* start EXCERPT *

This is intended for developers only, see README for the main docs.
The primary aim of the ODK (its mission statement, if you will) is to make it possible for any ontology project to benefit from thoroughly designed, well tested ontology engineering workflows, even if the project does not have the luxury of a full-time ontology pipeline engineer always available to fix snafus and keep things running.
From this aim, we derive the following guidelines that developers should keep in mind whenever working on the ODK (especially when adding new features):
(1) No feature should require from the user to install anything on their machine beyond Docker (required to run the ODK images) and Git (needed to work on ODK repositories).
(2) As much as possible, features should not require any specialised
configuration beyond what can be configured in the *-odk.yaml
ODK
configuration file.
(3) All standard workflows should be usable by people that do not have engineering or programming skills beyond the ability of running simple commands on the command line.
(4) Point (3) applies to updating an existing ODK-managed project to a newer version of the ODK, which should not require the intervention of an engineer.

* end EXCERPT *

*TASK OBJECTIVE*
Return the passage of the ODK developer guidelines between "From this aim, we" and "configuration file.", inclusive, copied word for word.

* start RECORDS PROVIDED *

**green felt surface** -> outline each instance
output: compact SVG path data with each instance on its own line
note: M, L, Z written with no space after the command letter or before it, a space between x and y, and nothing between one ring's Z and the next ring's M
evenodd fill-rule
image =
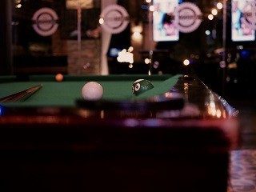
M141 99L160 94L170 90L177 82L179 75L174 76L107 76L107 77L65 77L62 82L57 82L53 77L30 77L29 81L10 81L0 83L0 98L17 93L29 87L42 84L42 88L26 101L8 103L8 106L74 106L75 101L81 98L81 89L89 81L97 81L103 89L103 99L127 100ZM140 96L134 96L131 91L131 85L138 78L147 78L154 87ZM12 79L12 78L8 78ZM13 80L13 79L12 79ZM6 105L6 104L5 104Z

* end RECORDS PROVIDED *

*CORRECT ANSWER*
From this aim, we derive the following guidelines that developers should keep in mind whenever working on the ODK (especially when adding new features):
(1) No feature should require from the user to install anything on their machine beyond Docker (required to run the ODK images) and Git (needed to work on ODK repositories).
(2) As much as possible, features should not require any specialised
configuration beyond what can be configured in the *-odk.yaml
ODK
configuration file.